## Work order 1
According to the Dreaming Down-Under article, which publisher released the anthology in the United Kingdom, and in what year?
## Work order 2
Reproduce the passage of the Dreaming Down-Under article that begins at the words "Dreaming Down-Under is" and stops after "and 2002 respectively.".

## Document excerpt
___

Dreaming Down-Under
- Dreaming Down-Under first edition cover.
- Author: Jack Dann, Janeen Webb
- Cover artist: Nick Stathopoulos
- Language: English
- Genre: Speculative fiction anthology
- Publisher: Voyager Books
- Publication date: November 1998
- Publication place: Australia
- Media type: Print (hardback & paperback)
- Pages: 554 (first edition)
- ISBN: 0-7322-5917-7

= Dreaming Down-Under =

Anthology edited by Jack Dann and Janeen Webb

Dreaming Down-Under is a 1998 speculative fiction anthology edited by Jack Dann and Janeen Webb.

== Publishing history ==
Dreaming Down-Under was first published in Australia in November 1998 by Voyager Books in trade paperback format. In 1999 and 2000 it was republished as two separate volumes. It was released in the United Kingdom by Swift Publishers in 2000 and in the United States by Tor Books in hardback and paperback formats in 2001 and 2002 respectively.

___

Data excerpts
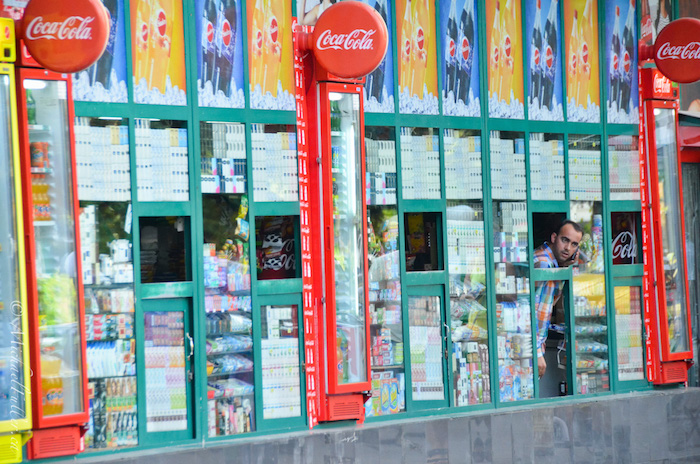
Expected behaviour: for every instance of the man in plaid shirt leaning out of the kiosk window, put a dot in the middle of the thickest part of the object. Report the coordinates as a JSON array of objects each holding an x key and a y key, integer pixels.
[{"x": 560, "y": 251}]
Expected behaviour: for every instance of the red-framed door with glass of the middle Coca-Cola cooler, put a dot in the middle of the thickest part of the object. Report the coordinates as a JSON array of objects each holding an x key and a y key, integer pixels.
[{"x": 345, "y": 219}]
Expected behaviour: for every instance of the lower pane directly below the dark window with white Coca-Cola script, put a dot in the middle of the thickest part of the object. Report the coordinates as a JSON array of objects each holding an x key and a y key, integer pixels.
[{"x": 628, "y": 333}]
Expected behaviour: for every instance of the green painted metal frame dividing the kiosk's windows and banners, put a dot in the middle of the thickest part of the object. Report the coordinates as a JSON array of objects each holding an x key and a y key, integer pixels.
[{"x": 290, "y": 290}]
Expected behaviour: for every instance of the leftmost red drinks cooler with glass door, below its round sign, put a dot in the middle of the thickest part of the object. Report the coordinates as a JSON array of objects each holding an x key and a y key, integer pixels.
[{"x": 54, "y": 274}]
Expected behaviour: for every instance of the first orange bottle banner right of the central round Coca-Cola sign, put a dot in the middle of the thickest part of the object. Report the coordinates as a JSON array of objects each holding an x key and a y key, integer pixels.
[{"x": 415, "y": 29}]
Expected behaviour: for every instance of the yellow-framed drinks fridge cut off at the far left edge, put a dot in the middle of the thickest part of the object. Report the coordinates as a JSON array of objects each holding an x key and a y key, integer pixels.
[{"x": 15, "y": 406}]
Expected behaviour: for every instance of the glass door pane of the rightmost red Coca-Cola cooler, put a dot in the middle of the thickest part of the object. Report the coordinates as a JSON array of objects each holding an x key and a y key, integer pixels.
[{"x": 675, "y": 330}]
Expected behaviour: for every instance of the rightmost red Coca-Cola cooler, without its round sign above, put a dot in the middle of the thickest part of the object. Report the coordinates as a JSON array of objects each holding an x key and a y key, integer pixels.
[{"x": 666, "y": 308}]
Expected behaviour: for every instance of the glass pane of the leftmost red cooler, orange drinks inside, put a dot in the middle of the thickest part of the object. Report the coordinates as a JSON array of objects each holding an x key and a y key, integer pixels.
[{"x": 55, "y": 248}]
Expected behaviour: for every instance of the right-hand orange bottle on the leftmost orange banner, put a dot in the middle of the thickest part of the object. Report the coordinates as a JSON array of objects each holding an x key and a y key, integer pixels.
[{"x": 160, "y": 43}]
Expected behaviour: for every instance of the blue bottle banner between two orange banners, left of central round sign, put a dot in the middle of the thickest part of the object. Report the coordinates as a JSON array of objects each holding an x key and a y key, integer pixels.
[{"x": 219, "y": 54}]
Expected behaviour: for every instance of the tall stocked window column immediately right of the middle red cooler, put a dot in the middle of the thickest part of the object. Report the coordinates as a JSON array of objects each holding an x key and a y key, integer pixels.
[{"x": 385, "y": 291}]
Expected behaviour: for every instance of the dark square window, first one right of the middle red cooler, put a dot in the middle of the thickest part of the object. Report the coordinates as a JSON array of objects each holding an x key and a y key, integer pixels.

___

## Problem solution 1
Swift Publishers released it in the United Kingdom in 2000.

## Problem solution 2
Dreaming Down-Under is a 1998 speculative fiction anthology edited by Jack Dann and Janeen Webb.

== Publishing history ==
Dreaming Down-Under was first published in Australia in November 1998 by Voyager Books in trade paperback format. In 1999 and 2000 it was republished as two separate volumes. It was released in the United Kingdom by Swift Publishers in 2000 and in the United States by Tor Books in hardback and paperback formats in 2001 and 2002 respectively.